Lockstep.GenServer.call(db, {:put_new, key, val})

The trace pinpoints the failure: both workers call :lookup (steps 6 and 8), both receive nil (steps 11 and 15), both call :insert.

Atomicity violation: read-modify-write on shared state

test/examples/genserver_race_test.exs. Two workers each do Counter.get then Counter.put(val + 1). With N=2 workers expecting the counter to reach 2, some interleavings let both reads happen first, both writes set the counter to 1, and one update is lost. PCT finds it on iteration 4.

The control test in the same file uses cast({:add, 1}) instead — the GenServer serializes the read-modify-write — and Lockstep proves it race-free across all explored schedules.

Deadlock: circular GenServer calls

test/examples/circular_call_deadlock_test.exs. Two Echo GenServers wired up as peers. Each one's handle_call(:echo, ...) synchronously delegates to its peer. Two concurrent callers — one to A, one to B — and both servers end up mid-handle_call waiting for the other to reply. Classic A-waits-for-B-waits-for-A.

Lockstep's check_progress step notices that every alive process is blocked on recv_match with no pending timer that could unblock anyone, and aborts the iteration with :lockstep_deadlock. The trace shows the exact sequence of gen_calls that closed the cycle.

This bug class is hard to catch with property-based testing because it needs a specific interleaving (both callers in flight before either peer-call returns) — Lockstep's PCT strategy finds it on iteration 1.

Auto-rewrite: vanilla OTP code, controlled scheduling

test/examples/auto_rewrite_demo_test.exs. Same lost-update race, written entirely with vanilla GenServer.call, Task.async, Task.await_many — no Lockstep.* calls in the test body. The Lockstep.Test.vanilla_run/2 macro walks the body's AST and rewrites every recognized OTP call to its Lockstep equivalent before handing it to the runner.

test "auto-rewrite finds the race in vanilla OTP code" do
  assert_raise Lockstep.BugFound, fn ->
    Lockstep.Test.vanilla_run iterations: 100, strategy: :pct, seed: 1 do
      {:ok, c} = GenServer.start_link(Counter, 0)

      tasks =
        for _ <- 1..2 do
          Task.async(fn ->
            v = GenServer.call(c, :get)
            :ok = GenServer.call(c, {:set, v + 1})
          end)
        end

      Task.await_many(tasks)

      final = GenServer.call(c, :get)
      if final != 2, do: raise "lost update; counter is #{final}"
    end
  end
end

Lockstep finds the race on iteration 2 with the same trace it would have produced for the manually-written equivalent. Useful when you want test bodies to read like ordinary Elixir, when you're porting an existing flaky test to Lockstep, or when you want to demonstrate a race in a vanilla snippet without forcing readers to learn the Lockstep.send/Lockstep.recv API up-front.

**Brief A:**
Answer from the Lockstep extract:
(i) On which iteration does PCT find the read-modify-write race?
(ii) What does Lockstep abort the iteration with when it detects the circular-call deadlock?
(iii) On which iteration does Lockstep find the race in the auto-rewrite demo?
**Brief B:**
Which test file paths does the Lockstep extract name? List them all.
The lines after the Lockstep extract are separate material.

**Dataset excerpts:**
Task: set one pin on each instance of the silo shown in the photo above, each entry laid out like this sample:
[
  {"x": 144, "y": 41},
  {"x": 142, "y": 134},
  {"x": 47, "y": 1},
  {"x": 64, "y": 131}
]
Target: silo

**Exercise answer A:**
(i) Iteration 4.
(ii) :lockstep_deadlock
(iii) Iteration 2.

**Exercise answer B:**
test/examples/genserver_race_test.exs
test/examples/circular_call_deadlock_test.exs
test/examples/auto_rewrite_demo_test.exs